Your answer should consist of the lines in the following data that contain "this".

════════

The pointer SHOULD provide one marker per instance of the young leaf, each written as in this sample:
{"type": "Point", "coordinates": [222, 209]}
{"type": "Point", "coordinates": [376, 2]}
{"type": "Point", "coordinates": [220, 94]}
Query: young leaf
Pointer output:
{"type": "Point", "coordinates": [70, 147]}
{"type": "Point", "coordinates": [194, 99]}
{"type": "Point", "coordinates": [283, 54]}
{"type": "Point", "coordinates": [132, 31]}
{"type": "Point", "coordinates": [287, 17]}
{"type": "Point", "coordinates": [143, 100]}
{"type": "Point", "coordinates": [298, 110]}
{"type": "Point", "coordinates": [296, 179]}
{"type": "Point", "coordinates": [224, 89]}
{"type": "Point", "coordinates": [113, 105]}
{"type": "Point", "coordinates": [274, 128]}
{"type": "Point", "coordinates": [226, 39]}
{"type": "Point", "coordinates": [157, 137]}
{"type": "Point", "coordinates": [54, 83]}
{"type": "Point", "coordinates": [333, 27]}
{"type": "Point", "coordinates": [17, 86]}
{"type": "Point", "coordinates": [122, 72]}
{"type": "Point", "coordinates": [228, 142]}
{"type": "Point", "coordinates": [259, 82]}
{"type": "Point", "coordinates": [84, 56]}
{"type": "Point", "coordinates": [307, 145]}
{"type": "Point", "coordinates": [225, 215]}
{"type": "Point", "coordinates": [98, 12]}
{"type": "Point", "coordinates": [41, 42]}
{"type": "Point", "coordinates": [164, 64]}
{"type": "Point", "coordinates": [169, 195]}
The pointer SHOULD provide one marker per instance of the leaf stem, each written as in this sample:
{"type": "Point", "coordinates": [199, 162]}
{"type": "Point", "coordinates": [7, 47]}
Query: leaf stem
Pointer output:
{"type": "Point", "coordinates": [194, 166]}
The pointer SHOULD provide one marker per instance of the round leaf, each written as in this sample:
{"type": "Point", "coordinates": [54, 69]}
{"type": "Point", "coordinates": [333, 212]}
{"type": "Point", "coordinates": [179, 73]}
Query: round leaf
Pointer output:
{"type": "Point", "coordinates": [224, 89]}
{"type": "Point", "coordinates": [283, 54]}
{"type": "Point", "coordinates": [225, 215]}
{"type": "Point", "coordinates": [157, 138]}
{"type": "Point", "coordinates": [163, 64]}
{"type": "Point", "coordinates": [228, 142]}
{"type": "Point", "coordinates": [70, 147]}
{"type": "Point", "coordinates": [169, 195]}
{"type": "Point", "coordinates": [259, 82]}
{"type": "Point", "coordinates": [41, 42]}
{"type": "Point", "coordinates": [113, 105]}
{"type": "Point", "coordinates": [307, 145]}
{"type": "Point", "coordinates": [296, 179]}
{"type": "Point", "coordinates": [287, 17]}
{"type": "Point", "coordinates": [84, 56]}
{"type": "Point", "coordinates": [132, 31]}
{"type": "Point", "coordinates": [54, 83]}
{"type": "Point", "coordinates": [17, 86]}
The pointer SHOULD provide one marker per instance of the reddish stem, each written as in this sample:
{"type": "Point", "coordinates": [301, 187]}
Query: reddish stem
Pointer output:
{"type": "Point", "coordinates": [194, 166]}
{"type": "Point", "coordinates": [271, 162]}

════════

→ FINISHED TASK
The pointer SHOULD provide one marker per instance of the young leaf, each written as in this sample:
The pointer SHOULD provide one marker per instance of the leaf stem, each written as in this sample:
The pointer SHOULD provide one marker per instance of the round leaf, each written as in this sample:
The pointer SHOULD provide one marker per instance of the reddish stem, each written as in this sample:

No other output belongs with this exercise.